— begin Source passage —
And since I’ve painted linoleum before with great success, I decided to give this a go! I’ma share the products and steps with you in case you too have a linoleum floor that you hate but aren’t in a position to change.
Painting Linoleum Floors
- Orbital Sander
- 120 grit sandpaper discs
- Old mop that you’re never going to use again (or an old cloth on the end of a mop)
- Painters Tape<< FAVE
- Sherwin Williams porch and floor enamel
- Paint Roller
First things first, I cleared everything out of the room, and swept it real good. Then I took my orbital sander and sanded the room down with 120 grit to give the floor some ‘tooth’. Sanding this whole room might seem like a daunting job, but it’s basically just like washing it on your hands and knees. It only took me about a half hour.
— end Source passage —
— begin Source excerpt —
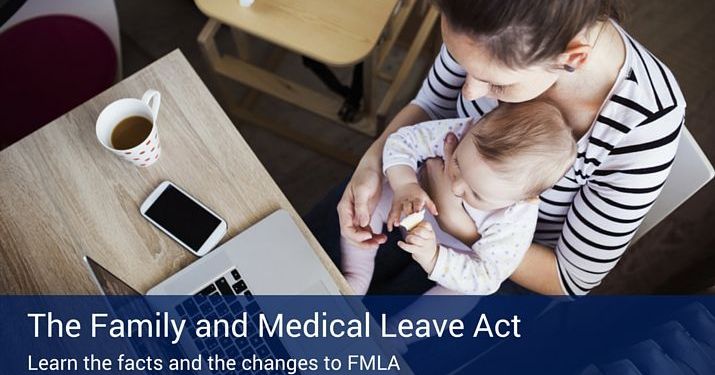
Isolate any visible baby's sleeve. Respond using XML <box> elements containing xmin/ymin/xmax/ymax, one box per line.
<box><xmin>429</xmin><ymin>204</ymin><xmax>538</xmax><ymax>295</ymax></box>
<box><xmin>382</xmin><ymin>118</ymin><xmax>471</xmax><ymax>172</ymax></box>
— end Source excerpt —
Pick up the guide on painting linoleum floors right after its last sentence and write the next steps of the process.

The hardest part is remembering where you’ve already been. You can kinda tell where you’ve sanded by moving until the light is just right so you can see which parts of the floor are still glossy and which parts are sanded. But I blocked our the room in ‘rows’ using the existing lines on the linoleum and just went back and forth across the room until I was done.
After sanding, there’s a film of dust on the floor that I mopped up with an old mop and just water. Then it’s time to further our efforts to get rid of that shiny quality of linoleum that makes it hard for paint to stick. There’s a product called ‘deglosser‘ that is great for taking sheen off furniture (or anything), so I squirted it onto the floor one row at a time and mopped it around and let it dry.
The deglosser leaves a really milky film on the floor, but the instructions on the back of this product say that it’s fine and you can paint right over it without cleaning if off. So darn it? That’s what I did!
Painting Linoleum Floors
Time to tape along the floorboards around the perimeter of the room and get to painting! We used SW Porch Enamel paint which is suuuuper durable and amazing. And if you’re painting linoleum floors, you WANT something durable and amazing!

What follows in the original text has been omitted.